Output all of the entries exactly as they are given.

Data records:
+---+

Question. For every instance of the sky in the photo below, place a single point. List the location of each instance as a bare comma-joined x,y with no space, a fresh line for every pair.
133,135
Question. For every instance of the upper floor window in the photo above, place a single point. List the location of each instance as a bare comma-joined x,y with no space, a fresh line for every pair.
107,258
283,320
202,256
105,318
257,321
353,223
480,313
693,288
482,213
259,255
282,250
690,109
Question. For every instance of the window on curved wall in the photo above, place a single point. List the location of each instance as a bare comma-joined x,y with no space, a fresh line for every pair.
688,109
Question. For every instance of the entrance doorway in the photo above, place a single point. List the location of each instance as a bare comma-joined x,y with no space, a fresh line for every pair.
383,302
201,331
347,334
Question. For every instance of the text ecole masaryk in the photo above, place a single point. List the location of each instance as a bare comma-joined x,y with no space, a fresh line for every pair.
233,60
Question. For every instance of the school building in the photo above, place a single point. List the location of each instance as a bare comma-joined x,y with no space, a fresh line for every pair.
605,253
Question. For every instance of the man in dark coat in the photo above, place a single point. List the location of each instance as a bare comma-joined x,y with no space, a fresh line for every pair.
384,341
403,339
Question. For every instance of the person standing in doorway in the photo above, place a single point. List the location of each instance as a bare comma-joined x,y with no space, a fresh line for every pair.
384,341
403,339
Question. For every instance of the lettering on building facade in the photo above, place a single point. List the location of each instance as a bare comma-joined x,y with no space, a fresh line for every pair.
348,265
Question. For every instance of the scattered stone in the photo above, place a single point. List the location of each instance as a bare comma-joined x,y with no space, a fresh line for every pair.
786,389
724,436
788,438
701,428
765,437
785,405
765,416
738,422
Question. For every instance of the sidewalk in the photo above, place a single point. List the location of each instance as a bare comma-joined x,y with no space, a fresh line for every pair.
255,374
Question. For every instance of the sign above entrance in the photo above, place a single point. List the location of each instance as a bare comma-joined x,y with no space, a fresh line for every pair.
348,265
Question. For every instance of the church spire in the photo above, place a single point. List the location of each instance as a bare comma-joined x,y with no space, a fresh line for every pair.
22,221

+---+

■ **Answer to this exercise**:
Question. For every instance of the sky in the photo below, place a single point. List the location of each instance as a bare comma-joined x,y with no space, a fresh line for every pair.
133,135
Question. For every instance of the upper floor window in the photo above, place a single point. List the location of each instance as a bare comma-joined x,y with no space, a fresh line for every pair.
107,258
283,320
202,256
105,318
257,321
353,223
480,313
693,288
482,213
259,255
282,250
690,109
Question. For every instance of the window on curved wall in the photo above, place a single point. List the location of each instance as a bare comma-joined x,y with no space, a fresh line for every pair.
688,109
Question. For every instance of the entrance doorway in the photo above, place a single point. List the location of each instance as a bare comma-joined x,y with no space, a fresh line for every pair.
383,302
201,331
347,334
Question. For every instance of the text ecole masaryk in the photo above, place a single point. List the location of each instance as a bare comma-joined x,y with no space, a fresh line for every pair.
233,60
Question. For every instance of the school building in the photo above, place a single point. List the location of each instance as a bare comma-joined x,y with no space, a fresh line for every pair.
605,253
Question. For every instance of the man in dark coat in the photo above, place a single point. List the location of each instance as a bare comma-joined x,y with no space, a fresh line for every pair.
384,341
403,339
Question. For every instance of the person standing in doorway in the photo above, place a single point. List the location of each instance as a bare comma-joined x,y with no space, a fresh line for every pair.
384,341
403,339
Question. For every instance of the lettering on building facade in the photo above, place a single point. List the location of each instance as a bare comma-joined x,y with no space, a fresh line for every pair.
348,265
Question. For every instance of the scattered stone in the photo above, place a single point. List the location of each instance as a bare comma-joined x,y with no space, a fresh line for every pair.
786,389
724,436
788,438
701,428
765,437
785,405
765,416
738,422
Question. For every instance of the sidewalk in the photo above, place a single point. List the location of each instance as a bare comma-joined x,y with no space, a fresh line for every pair.
255,374
Question. For every instance of the sign above entrance in the photo above, place a single point. List the location of each instance as a bare comma-joined x,y with no space, a fresh line for every pair.
348,265
Question. For every instance of the church spire in the photo above, place a single point. List the location of each instance as a bare comma-joined x,y with no space, a fresh line for every pair.
22,221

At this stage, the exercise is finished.